> [The data]
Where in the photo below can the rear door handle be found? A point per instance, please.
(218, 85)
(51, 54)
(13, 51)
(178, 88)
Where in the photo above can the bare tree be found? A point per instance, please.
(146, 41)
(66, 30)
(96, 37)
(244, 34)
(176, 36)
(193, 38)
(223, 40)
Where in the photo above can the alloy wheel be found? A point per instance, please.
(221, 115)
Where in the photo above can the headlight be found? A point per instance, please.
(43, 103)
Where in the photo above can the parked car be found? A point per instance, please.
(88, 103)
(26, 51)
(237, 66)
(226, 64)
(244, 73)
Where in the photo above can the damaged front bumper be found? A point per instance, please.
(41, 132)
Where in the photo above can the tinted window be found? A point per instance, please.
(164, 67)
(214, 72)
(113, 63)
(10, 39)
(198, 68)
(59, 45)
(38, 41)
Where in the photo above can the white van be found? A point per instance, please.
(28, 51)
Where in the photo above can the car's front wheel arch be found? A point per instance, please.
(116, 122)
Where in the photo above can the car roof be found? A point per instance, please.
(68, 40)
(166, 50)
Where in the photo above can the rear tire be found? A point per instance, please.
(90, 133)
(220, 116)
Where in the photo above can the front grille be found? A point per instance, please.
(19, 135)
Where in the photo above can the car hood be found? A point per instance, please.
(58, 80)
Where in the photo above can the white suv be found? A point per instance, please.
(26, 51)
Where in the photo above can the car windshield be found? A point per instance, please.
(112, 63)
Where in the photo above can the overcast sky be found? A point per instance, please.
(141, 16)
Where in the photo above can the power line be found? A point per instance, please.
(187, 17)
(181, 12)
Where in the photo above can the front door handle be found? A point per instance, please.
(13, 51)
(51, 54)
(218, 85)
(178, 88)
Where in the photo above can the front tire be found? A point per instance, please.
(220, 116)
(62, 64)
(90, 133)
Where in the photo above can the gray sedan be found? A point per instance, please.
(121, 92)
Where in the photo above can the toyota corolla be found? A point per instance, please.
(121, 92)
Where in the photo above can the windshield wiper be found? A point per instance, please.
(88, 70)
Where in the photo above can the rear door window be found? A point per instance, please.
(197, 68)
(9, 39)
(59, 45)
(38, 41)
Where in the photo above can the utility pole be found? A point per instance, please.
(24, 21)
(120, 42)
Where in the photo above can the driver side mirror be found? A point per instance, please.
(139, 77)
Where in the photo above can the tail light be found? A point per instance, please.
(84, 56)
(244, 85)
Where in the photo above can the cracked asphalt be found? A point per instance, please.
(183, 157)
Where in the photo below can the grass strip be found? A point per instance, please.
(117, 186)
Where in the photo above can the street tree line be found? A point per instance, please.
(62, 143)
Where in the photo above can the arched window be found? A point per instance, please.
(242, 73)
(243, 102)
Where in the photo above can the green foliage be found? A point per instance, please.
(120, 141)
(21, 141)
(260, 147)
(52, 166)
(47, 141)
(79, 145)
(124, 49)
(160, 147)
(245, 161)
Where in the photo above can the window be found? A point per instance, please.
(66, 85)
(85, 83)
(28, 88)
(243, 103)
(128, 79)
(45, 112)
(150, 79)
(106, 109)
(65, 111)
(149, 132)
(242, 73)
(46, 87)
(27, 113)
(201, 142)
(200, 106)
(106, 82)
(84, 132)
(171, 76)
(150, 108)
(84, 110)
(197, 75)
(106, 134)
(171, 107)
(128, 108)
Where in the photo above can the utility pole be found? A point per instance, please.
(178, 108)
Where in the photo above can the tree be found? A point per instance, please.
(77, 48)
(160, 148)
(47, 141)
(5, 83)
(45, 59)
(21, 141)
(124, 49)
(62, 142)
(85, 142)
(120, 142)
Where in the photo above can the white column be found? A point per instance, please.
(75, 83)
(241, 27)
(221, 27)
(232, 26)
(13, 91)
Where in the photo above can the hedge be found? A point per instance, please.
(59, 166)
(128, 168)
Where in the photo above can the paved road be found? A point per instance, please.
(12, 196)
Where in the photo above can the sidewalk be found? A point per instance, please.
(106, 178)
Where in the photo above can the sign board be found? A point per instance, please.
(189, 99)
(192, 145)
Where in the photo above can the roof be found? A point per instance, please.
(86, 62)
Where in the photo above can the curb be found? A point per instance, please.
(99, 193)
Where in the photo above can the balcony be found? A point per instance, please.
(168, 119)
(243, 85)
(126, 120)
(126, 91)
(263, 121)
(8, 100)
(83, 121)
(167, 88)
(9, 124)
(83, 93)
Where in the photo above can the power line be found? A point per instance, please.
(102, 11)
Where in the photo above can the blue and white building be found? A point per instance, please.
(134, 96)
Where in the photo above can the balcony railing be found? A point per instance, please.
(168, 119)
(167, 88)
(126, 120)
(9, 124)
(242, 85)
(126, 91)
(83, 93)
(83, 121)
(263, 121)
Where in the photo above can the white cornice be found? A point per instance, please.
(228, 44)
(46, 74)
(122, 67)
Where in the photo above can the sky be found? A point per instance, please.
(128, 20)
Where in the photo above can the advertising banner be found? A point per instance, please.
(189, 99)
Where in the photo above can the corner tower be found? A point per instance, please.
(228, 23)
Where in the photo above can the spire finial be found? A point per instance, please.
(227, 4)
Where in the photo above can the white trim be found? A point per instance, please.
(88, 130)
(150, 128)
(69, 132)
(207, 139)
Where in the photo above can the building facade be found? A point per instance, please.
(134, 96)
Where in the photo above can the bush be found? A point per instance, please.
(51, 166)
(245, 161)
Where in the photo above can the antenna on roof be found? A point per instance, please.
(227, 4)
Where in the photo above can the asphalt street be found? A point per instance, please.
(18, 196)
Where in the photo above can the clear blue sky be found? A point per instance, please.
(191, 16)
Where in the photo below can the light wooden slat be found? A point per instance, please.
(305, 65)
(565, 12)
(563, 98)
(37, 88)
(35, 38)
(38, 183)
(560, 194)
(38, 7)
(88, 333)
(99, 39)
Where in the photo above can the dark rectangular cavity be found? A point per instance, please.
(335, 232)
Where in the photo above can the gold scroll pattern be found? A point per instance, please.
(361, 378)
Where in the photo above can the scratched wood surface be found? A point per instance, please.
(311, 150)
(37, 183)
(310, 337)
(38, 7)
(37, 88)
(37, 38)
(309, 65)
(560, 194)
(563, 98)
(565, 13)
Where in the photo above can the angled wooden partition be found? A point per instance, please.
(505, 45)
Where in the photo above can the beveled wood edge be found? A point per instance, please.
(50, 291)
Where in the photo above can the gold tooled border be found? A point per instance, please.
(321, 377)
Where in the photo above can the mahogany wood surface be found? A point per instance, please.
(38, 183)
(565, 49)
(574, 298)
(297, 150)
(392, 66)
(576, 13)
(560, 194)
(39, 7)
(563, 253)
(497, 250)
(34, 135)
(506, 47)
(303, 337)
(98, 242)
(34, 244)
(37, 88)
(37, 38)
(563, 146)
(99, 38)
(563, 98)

> [Activity] Could you please reproduce each record exactly, leaving nothing out?

> [Exercise response]
Where in the photo below can the rear door handle be found? A point per instance, please.
(218, 85)
(51, 54)
(13, 51)
(178, 88)
Where in the photo above can the bare tree be found? A point per instance, please.
(146, 41)
(66, 30)
(96, 37)
(244, 34)
(176, 36)
(193, 38)
(223, 40)
Where in the photo above can the alloy wheel be found? A point per instance, please.
(221, 115)
Where in the photo above can the headlight be found? A point per instance, please.
(43, 103)
Where in the photo above can the parked car be found? A point per instance, please.
(88, 103)
(26, 51)
(237, 66)
(226, 64)
(244, 73)
Where in the photo above can the damaged front bumper be found? A point per instance, please.
(41, 132)
Where in the photo above can the tinted window be found? A point per instance, please.
(164, 67)
(214, 72)
(113, 63)
(10, 39)
(198, 68)
(59, 45)
(38, 41)
Where in the photo above can the white van be found? A point per instance, please.
(28, 51)
Where in the photo above can the car's front wheel arch be found? A point per instance, please.
(116, 122)
Where in the photo above can the car roof be found? A point per instance, please.
(68, 40)
(166, 50)
Where in the photo above can the rear tire be found? A point per instance, please.
(90, 133)
(220, 116)
Where in the photo above can the front grille be found? A point per instance, please.
(19, 135)
Where in the photo above can the car hood be found? A point per instance, please.
(58, 80)
Where in the photo above can the white suv be found? A point per instance, please.
(26, 51)
Where in the photo above can the car windshield be found? A point per instance, please.
(112, 63)
Where in the photo above can the overcast sky be found? A point per instance, please.
(141, 16)
Where in the photo above can the power line be found? A point per instance, please.
(187, 17)
(181, 12)
Where in the photo above can the front door handle be found? A point per instance, please.
(13, 51)
(51, 54)
(218, 85)
(178, 88)
Where in the photo above can the front tire be found? A point per instance, please.
(220, 116)
(62, 64)
(90, 133)
Where in the photo above can the gray sedan be found? A point per instance, please.
(121, 92)
Where in the photo above can the toyota corolla be found? A point per instance, please.
(121, 92)
Where in the photo above can the windshield wiper be found? A point per instance, please.
(88, 70)
Where in the photo above can the rear door window be found? A point per instance, please.
(197, 68)
(9, 39)
(59, 45)
(38, 41)
Where in the photo above can the utility pole be found? A point per instance, please.
(24, 21)
(120, 42)
Where in the photo above can the driver side mirror be found? A point per instance, please.
(139, 77)
Where in the photo above can the tail light be found? A point per instance, please.
(84, 56)
(244, 85)
Where in the photo above can the cracked asphalt be found? A point per instance, please.
(183, 157)
Where in the photo below can the grass strip be found? A point per instance, please.
(117, 186)
Where in the photo above can the street tree line be found? A point per instance, please.
(62, 143)
Where in the photo above can the arched window be found? A point per instance, please.
(242, 73)
(243, 102)
Where in the photo above can the green foliage be found? A point per instance, please.
(120, 141)
(21, 141)
(260, 147)
(52, 166)
(47, 141)
(79, 145)
(124, 49)
(160, 147)
(245, 161)
Where in the photo above can the window be found? A point per instance, please.
(66, 85)
(85, 83)
(28, 88)
(243, 103)
(128, 79)
(45, 112)
(150, 79)
(106, 109)
(65, 111)
(149, 132)
(242, 73)
(46, 87)
(27, 113)
(201, 142)
(200, 106)
(106, 82)
(84, 132)
(171, 76)
(150, 108)
(84, 110)
(197, 75)
(106, 134)
(171, 107)
(128, 108)
Where in the photo above can the utility pole be found? A point per instance, please.
(178, 108)
Where in the photo above can the tree be found? A point per instance, please.
(77, 48)
(160, 148)
(47, 141)
(5, 83)
(45, 59)
(21, 141)
(124, 49)
(62, 142)
(85, 142)
(120, 142)
Where in the photo above can the white column be found? A point per instance, please.
(75, 83)
(241, 27)
(221, 27)
(232, 26)
(13, 91)
Where in the photo above can the hedge be found? A point per instance, please.
(59, 166)
(128, 168)
Where in the photo above can the paved road be found? A point per instance, please.
(12, 196)
Where in the photo above can the sidewalk be found? A point per instance, please.
(106, 178)
Where in the photo above can the sign board be found? A point per instance, please.
(189, 99)
(192, 145)
Where in the photo above can the roof be found? A point per instance, please.
(86, 62)
Where in the photo above can the curb be found? A point per instance, please.
(99, 193)
Where in the photo above can the balcony be found? A point per instance, please.
(168, 119)
(243, 85)
(126, 120)
(126, 91)
(263, 121)
(8, 100)
(83, 121)
(167, 88)
(9, 124)
(83, 93)
Where in the photo above can the power line be found? A point per instance, please.
(102, 11)
Where in the photo above can the blue and white building be found? A point per instance, please.
(134, 96)
Where in the photo above can the balcony railing be found? A point per instance, please.
(168, 119)
(167, 88)
(126, 120)
(9, 124)
(242, 85)
(126, 91)
(83, 93)
(83, 121)
(263, 121)
Where in the photo above can the white cornice be found? A point per instance, please.
(228, 44)
(46, 74)
(122, 67)
Where in the photo above can the sky be found? A point per instance, please.
(128, 20)
Where in the photo above can the advertising banner be found? A point per instance, please.
(189, 99)
Where in the photo above can the corner tower be found? A point per instance, please.
(228, 23)
Where in the photo above can the spire finial be found? A point per instance, please.
(227, 4)
Where in the photo above can the white trim be found? A point per instance, please.
(88, 130)
(150, 128)
(69, 132)
(207, 139)
Where in the photo above can the building facade be found? A point per instance, please.
(134, 96)
Where in the photo above can the bush be found? A point per instance, please.
(51, 166)
(245, 161)
Where in the photo above can the antenna on roof be found? A point per instance, please.
(227, 4)
Where in the photo above can the asphalt street be found? A point per instance, please.
(18, 196)
Where in the photo above can the clear blue sky be found? A point per instance, please.
(191, 16)
Where in the photo below can the light wooden slat be found? A point per instance, please.
(305, 65)
(565, 12)
(563, 98)
(37, 88)
(35, 38)
(38, 183)
(560, 194)
(38, 7)
(88, 333)
(99, 39)
Where in the photo above can the dark rectangular cavity be found? A point per instance, please.
(335, 232)
Where in the photo above can the gold scroll pattern be found? A point per instance, please.
(361, 378)
Where in the photo above can the scratched wood surface be found? A point per instance, please.
(311, 150)
(37, 183)
(310, 337)
(38, 7)
(37, 88)
(37, 38)
(309, 65)
(560, 194)
(563, 98)
(565, 13)
Where in the photo above can the angled wooden partition be found? A point per instance, please.
(505, 45)
Where in the photo above can the beveled wood edge be found? A point per instance, please.
(50, 291)
Where in the photo above can the gold tooled border be found? A point per instance, please.
(321, 377)
Where in the photo above can the mahogany wood surface be found? A point per instance, please.
(38, 183)
(565, 49)
(574, 298)
(297, 150)
(392, 66)
(576, 13)
(560, 194)
(39, 7)
(563, 253)
(497, 250)
(34, 135)
(506, 47)
(303, 337)
(98, 242)
(34, 244)
(37, 88)
(37, 38)
(563, 146)
(99, 38)
(563, 98)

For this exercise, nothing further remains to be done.